(Сохранённые записи)
##############################
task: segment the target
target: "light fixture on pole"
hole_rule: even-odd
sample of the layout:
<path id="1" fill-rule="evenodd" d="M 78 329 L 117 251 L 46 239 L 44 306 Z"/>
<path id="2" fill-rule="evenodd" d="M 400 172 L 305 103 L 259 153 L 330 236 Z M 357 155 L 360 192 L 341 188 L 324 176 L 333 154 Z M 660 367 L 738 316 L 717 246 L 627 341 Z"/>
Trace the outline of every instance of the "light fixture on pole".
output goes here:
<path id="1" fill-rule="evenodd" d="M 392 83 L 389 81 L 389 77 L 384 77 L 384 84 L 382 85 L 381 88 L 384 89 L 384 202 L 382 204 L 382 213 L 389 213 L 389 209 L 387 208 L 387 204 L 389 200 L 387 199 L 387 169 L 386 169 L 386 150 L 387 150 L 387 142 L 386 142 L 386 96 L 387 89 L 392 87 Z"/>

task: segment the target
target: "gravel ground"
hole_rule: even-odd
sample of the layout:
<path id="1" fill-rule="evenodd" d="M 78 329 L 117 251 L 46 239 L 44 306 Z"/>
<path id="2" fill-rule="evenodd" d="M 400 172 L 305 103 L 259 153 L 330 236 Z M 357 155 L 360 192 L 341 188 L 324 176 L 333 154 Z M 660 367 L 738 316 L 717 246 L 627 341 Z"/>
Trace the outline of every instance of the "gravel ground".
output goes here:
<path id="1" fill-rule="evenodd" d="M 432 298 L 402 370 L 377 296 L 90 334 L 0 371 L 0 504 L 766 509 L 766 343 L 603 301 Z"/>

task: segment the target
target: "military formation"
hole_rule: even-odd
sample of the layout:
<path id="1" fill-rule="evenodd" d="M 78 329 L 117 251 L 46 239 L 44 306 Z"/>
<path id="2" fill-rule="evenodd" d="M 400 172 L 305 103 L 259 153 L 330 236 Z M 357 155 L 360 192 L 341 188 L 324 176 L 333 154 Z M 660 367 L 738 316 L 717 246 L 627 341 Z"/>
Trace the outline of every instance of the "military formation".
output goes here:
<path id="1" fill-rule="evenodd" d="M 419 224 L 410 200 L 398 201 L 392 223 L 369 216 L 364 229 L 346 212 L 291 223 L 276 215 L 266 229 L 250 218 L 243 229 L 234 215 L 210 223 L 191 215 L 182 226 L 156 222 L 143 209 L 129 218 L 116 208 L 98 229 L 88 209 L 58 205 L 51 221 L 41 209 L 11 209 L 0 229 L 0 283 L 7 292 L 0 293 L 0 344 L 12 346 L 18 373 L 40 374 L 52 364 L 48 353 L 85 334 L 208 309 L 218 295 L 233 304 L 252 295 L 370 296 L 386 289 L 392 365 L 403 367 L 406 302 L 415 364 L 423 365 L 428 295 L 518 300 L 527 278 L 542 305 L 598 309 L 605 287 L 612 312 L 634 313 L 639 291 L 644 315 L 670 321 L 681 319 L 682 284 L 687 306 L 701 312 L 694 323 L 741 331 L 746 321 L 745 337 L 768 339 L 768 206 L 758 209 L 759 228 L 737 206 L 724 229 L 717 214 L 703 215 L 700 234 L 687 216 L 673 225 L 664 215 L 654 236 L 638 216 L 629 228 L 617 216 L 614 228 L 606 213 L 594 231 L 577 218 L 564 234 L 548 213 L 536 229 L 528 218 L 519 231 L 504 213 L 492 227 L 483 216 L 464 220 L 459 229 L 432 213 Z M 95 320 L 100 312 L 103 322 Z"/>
##############################
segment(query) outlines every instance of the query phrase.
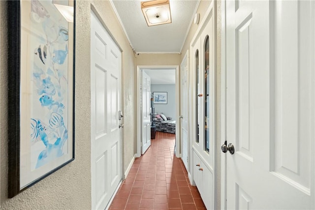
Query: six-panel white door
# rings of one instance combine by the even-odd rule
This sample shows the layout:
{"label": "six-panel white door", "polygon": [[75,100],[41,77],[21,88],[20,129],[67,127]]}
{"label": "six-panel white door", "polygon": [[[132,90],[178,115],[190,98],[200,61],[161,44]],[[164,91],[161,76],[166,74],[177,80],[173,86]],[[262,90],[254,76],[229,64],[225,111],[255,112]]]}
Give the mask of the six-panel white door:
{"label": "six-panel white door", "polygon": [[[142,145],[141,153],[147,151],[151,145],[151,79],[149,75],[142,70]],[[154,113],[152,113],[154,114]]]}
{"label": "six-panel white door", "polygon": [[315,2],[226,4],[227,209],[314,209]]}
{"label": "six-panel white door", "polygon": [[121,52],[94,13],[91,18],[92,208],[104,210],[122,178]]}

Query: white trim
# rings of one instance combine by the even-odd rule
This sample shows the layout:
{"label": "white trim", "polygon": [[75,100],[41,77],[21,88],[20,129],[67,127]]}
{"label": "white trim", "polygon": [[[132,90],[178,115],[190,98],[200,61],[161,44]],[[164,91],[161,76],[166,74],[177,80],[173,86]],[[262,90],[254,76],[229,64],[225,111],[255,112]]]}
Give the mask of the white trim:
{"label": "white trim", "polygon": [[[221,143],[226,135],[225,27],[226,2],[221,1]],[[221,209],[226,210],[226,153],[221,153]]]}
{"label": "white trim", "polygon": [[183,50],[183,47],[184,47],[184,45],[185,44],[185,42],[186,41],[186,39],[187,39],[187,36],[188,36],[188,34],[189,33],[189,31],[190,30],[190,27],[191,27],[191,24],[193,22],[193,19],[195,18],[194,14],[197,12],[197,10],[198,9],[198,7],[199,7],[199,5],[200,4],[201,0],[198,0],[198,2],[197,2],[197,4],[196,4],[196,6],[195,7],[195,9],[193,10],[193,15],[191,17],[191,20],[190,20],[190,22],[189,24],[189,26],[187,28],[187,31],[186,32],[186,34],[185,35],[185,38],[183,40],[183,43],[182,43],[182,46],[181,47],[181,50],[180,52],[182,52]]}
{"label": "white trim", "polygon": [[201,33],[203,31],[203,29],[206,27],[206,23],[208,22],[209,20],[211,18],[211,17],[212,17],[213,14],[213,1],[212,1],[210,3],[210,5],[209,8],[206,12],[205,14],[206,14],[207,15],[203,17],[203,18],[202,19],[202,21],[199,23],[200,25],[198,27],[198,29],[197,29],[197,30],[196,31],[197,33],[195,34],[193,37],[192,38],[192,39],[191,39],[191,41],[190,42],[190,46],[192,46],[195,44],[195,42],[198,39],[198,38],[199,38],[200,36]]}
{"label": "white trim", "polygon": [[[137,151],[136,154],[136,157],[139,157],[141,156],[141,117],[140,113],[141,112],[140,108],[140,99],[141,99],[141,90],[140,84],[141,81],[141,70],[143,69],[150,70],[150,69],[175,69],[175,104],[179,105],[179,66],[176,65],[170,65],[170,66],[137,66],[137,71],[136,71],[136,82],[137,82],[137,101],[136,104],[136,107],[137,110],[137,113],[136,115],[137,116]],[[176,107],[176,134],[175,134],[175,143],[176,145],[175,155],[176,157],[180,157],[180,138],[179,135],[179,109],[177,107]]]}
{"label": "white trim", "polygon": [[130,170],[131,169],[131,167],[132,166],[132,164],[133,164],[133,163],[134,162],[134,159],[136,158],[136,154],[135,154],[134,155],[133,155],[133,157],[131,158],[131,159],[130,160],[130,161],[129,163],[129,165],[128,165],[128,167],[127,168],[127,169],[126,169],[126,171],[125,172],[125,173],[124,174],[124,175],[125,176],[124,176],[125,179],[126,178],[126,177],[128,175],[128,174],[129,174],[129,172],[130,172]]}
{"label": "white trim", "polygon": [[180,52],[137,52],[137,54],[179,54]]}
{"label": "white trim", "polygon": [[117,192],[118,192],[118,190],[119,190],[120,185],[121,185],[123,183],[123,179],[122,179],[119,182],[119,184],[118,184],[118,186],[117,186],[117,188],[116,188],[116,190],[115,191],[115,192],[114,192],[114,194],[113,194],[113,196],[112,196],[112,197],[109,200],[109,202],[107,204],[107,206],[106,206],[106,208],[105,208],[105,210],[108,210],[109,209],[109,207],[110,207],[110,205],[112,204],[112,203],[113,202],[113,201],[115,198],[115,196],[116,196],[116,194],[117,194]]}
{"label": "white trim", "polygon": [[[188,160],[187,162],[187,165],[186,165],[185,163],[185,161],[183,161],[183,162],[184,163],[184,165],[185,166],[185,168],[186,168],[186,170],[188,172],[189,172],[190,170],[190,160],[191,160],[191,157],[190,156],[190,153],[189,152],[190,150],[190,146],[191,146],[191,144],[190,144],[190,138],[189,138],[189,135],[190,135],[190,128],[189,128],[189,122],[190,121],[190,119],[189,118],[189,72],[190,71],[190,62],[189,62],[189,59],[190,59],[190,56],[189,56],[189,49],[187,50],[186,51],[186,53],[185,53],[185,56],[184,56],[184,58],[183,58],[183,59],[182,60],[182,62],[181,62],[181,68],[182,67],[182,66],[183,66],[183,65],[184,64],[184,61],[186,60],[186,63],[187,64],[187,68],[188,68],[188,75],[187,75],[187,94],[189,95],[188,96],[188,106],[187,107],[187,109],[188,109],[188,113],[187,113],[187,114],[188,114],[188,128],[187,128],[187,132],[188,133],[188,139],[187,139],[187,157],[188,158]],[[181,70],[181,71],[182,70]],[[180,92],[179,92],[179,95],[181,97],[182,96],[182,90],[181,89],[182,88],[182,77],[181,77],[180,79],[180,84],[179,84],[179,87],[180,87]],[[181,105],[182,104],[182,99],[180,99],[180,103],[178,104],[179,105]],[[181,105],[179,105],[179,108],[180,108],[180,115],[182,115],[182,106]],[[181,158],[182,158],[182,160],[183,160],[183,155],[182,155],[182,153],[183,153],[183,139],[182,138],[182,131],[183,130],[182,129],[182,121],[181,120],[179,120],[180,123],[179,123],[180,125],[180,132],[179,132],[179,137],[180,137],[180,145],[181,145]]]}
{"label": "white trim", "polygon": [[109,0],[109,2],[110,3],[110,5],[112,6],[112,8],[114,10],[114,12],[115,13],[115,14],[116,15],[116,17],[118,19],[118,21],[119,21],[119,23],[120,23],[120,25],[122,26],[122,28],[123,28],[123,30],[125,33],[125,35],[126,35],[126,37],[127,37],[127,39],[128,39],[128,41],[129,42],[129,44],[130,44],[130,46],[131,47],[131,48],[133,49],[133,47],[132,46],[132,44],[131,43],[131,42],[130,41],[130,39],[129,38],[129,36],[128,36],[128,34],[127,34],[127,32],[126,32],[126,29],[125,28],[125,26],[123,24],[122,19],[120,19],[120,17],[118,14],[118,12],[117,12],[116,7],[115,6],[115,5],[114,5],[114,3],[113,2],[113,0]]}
##############################
* _Задание_
Выпишите из материала каждую строку со словом «instance». Регистр букв учитывается.

* _Результат_
Trace the outline of every instance of the "light fixture on pole".
Trace the outline of every instance of the "gravel ground".
Trace the outline of every instance of the "military formation".
segment(query) outlines every instance of the query phrase.
# rings of one instance combine by the even-odd rule
# rings of one instance combine by the even-odd rule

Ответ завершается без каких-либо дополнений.